* _To do_:
Copy out each line of the rows below word for word, leaving out the pictures.

"""

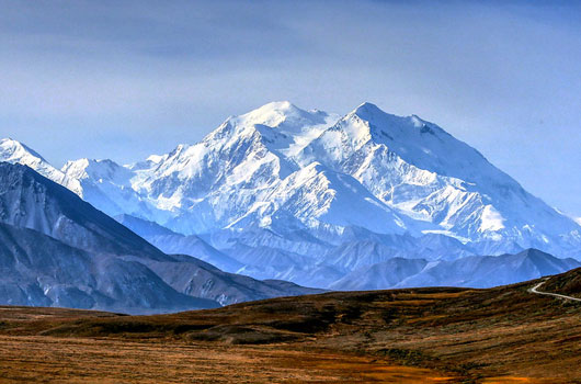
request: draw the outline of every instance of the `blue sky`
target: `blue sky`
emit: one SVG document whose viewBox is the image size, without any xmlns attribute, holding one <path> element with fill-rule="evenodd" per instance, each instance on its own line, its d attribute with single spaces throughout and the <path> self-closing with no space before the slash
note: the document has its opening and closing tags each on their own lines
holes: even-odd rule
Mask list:
<svg viewBox="0 0 581 384">
<path fill-rule="evenodd" d="M 581 2 L 0 0 L 0 136 L 130 162 L 273 100 L 418 114 L 581 216 Z"/>
</svg>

"""

* _Response to the exercise_:
request: draw the outline of every instance of the `blue sky`
target: `blue sky`
emit: one SVG document whose viewBox is the image size, without any xmlns attribute, holding one <path> element with fill-rule="evenodd" per instance, each instance on its own line, its d attribute with single spaces throughout and the <path> self-closing with no space before the slash
note: the document has its opening and closing tags each on their own lines
holes: even-odd rule
Mask list:
<svg viewBox="0 0 581 384">
<path fill-rule="evenodd" d="M 581 2 L 0 0 L 0 136 L 130 162 L 273 100 L 418 114 L 581 216 Z"/>
</svg>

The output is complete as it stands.